EXTRACTED MATERIAL:
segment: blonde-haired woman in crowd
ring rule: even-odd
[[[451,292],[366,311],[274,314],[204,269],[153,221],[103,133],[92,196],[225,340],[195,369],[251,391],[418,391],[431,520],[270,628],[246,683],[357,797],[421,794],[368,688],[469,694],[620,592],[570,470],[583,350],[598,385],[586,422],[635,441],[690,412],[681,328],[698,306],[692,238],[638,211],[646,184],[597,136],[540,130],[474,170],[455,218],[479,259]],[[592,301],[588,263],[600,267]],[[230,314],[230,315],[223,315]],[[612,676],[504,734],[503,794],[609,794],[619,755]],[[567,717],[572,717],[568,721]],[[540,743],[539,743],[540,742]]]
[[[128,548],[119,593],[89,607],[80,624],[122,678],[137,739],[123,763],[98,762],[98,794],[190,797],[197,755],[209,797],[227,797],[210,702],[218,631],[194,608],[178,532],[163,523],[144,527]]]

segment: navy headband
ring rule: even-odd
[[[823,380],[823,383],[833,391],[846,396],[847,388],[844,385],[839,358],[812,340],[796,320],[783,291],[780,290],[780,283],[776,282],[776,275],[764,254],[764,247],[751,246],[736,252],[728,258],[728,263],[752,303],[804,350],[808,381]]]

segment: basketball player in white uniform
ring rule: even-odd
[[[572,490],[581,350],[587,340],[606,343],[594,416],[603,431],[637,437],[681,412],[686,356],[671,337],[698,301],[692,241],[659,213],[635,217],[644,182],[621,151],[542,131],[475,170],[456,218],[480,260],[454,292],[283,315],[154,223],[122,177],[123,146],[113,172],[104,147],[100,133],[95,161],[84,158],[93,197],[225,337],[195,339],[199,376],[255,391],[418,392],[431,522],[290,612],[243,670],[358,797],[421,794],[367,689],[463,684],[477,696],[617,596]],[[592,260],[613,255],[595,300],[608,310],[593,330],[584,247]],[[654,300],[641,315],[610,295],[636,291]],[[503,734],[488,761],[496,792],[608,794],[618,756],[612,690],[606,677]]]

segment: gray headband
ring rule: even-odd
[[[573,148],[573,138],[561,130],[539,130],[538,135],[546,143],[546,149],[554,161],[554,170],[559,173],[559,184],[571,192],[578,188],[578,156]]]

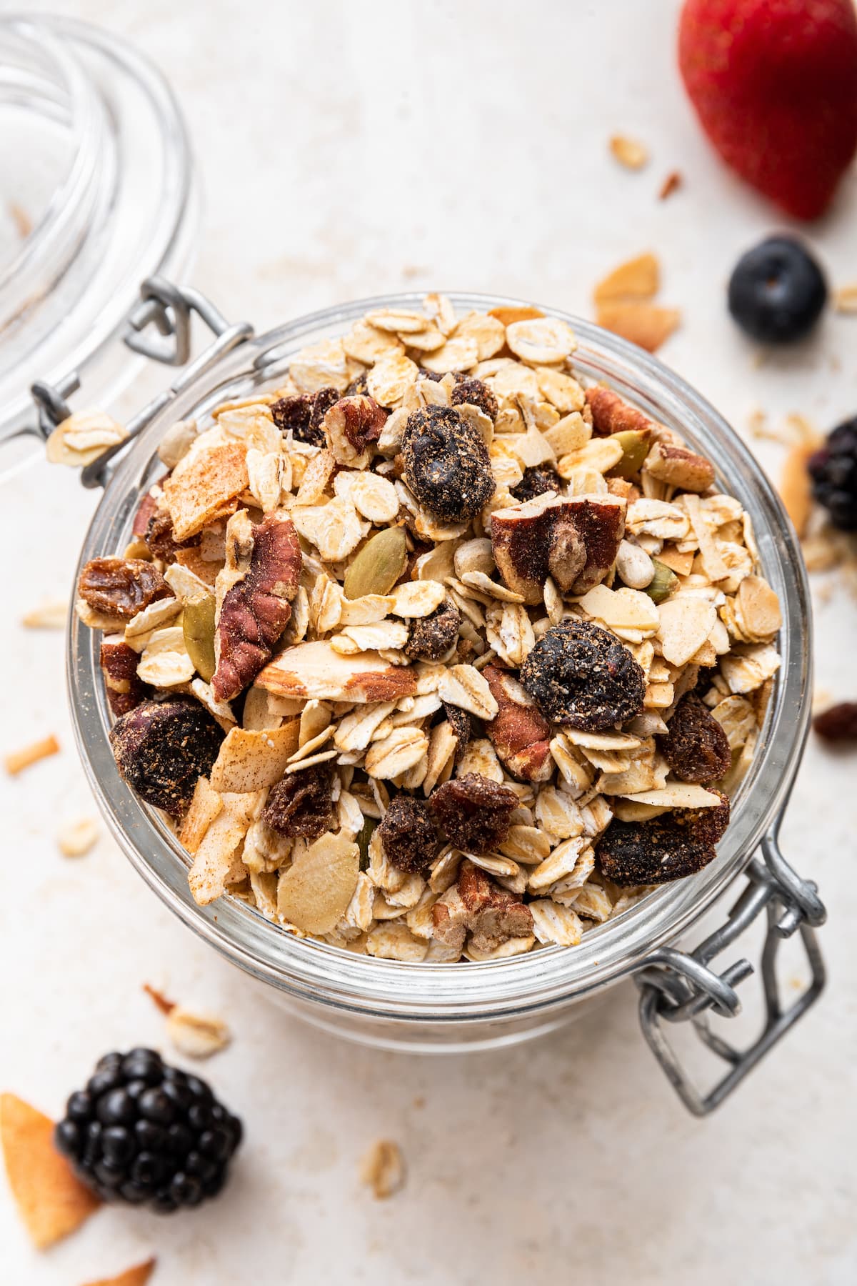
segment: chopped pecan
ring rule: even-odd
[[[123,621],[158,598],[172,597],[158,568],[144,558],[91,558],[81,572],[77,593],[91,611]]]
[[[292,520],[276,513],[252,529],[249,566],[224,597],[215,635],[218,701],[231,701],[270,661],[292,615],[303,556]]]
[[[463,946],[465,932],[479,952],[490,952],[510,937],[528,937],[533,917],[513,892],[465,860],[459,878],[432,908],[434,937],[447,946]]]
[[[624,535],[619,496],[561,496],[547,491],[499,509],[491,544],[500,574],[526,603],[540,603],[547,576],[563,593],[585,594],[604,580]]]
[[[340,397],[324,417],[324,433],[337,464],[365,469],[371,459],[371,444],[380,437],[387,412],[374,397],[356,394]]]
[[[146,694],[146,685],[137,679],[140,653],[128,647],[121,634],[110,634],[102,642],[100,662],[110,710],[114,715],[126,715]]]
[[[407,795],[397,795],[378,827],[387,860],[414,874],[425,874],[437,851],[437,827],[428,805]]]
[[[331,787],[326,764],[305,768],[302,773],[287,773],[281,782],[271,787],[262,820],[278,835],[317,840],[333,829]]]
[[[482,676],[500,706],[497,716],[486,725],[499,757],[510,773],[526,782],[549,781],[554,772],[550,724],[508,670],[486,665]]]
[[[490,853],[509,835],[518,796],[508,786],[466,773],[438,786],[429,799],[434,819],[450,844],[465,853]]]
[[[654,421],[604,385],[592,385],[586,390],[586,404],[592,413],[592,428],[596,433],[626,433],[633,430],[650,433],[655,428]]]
--
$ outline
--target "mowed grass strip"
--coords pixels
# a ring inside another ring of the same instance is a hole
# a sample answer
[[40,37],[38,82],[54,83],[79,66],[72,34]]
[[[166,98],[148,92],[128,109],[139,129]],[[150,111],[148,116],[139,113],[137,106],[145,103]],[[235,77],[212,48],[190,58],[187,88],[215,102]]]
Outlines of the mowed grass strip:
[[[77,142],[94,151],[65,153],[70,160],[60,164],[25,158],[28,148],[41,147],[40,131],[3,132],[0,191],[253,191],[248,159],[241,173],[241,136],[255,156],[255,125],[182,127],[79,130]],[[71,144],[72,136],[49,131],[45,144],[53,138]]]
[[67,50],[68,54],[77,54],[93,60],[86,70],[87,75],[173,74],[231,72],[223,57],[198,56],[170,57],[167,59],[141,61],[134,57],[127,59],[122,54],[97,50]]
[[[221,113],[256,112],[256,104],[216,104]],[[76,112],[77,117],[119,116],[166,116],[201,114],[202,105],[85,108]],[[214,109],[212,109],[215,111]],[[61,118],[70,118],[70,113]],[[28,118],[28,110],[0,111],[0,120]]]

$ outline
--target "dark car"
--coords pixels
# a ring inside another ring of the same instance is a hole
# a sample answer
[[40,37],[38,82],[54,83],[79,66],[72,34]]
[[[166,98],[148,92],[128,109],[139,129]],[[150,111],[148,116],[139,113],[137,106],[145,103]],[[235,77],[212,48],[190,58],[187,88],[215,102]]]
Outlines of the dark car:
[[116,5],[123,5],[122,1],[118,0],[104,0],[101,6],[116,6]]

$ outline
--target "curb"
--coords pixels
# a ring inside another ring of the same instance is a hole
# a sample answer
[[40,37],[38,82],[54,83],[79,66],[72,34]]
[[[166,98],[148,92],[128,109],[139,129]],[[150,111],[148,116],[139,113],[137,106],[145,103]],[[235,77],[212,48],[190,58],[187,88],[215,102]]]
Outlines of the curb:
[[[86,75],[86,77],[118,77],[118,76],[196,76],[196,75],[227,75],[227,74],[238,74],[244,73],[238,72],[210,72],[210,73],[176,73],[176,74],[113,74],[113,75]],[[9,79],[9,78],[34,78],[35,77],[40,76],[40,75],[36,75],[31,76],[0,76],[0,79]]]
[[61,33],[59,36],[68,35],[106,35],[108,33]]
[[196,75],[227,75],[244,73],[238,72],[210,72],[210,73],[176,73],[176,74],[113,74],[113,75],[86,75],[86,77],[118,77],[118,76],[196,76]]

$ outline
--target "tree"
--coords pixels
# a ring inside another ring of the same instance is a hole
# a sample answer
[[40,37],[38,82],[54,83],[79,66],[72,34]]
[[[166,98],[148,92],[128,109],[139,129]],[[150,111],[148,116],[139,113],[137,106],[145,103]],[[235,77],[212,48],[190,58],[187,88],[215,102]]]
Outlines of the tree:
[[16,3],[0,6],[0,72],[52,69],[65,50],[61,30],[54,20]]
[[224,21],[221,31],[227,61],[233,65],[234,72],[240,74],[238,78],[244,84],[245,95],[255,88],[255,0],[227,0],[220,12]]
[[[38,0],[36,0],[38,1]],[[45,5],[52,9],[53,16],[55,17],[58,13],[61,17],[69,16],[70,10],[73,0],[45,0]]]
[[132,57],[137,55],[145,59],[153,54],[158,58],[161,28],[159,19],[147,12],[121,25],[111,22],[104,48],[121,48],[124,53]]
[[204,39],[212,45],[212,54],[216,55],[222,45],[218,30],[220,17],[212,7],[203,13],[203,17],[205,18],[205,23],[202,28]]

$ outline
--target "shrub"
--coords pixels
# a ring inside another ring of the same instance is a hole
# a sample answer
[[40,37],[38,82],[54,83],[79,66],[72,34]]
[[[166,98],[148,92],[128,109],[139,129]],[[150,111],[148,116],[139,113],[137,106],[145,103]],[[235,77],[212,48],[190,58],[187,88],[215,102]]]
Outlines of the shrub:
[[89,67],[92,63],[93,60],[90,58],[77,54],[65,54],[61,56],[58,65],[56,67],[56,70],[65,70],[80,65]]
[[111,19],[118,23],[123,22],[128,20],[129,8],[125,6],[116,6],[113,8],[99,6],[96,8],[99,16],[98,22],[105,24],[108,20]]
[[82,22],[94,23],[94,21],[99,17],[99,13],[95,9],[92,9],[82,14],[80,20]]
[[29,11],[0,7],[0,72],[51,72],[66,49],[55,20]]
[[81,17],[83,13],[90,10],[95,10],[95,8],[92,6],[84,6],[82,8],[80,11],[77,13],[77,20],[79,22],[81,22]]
---
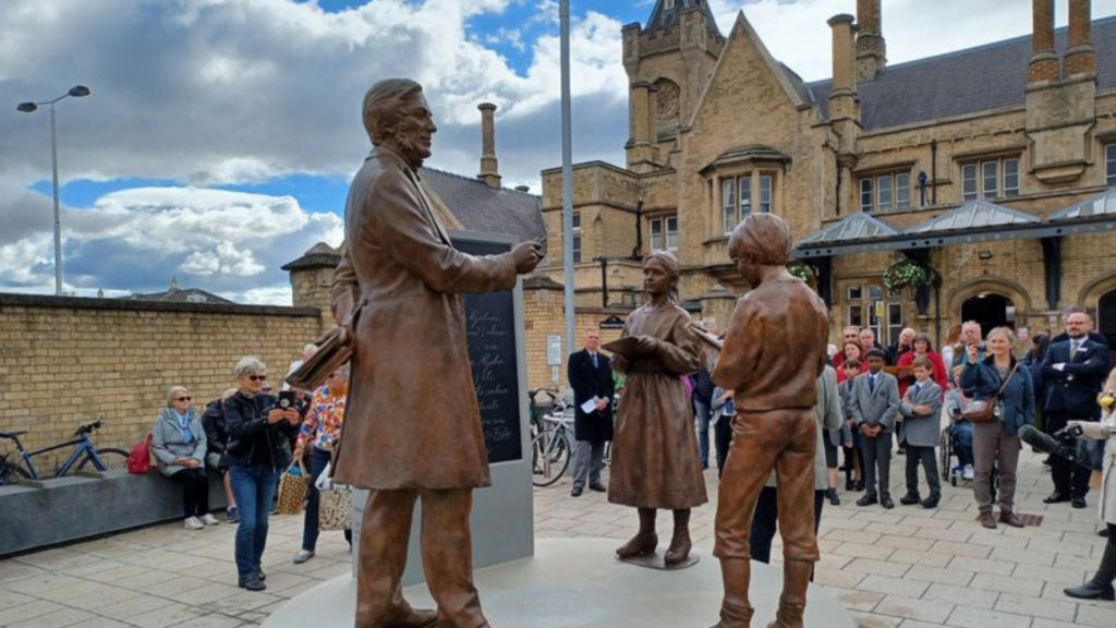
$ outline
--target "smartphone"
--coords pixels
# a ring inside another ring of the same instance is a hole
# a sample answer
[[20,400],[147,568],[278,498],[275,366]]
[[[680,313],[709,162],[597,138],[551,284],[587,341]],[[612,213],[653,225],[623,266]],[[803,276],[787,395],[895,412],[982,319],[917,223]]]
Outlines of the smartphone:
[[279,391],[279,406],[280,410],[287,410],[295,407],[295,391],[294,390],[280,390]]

WHAT YOU WILL DO: Return every line from the items above that contains the string "segment".

ANSWER:
segment: blonde-haired woman in crowd
segment: navy headband
segment: basketball player in white uniform
segment: gray headband
segment: chopped pecan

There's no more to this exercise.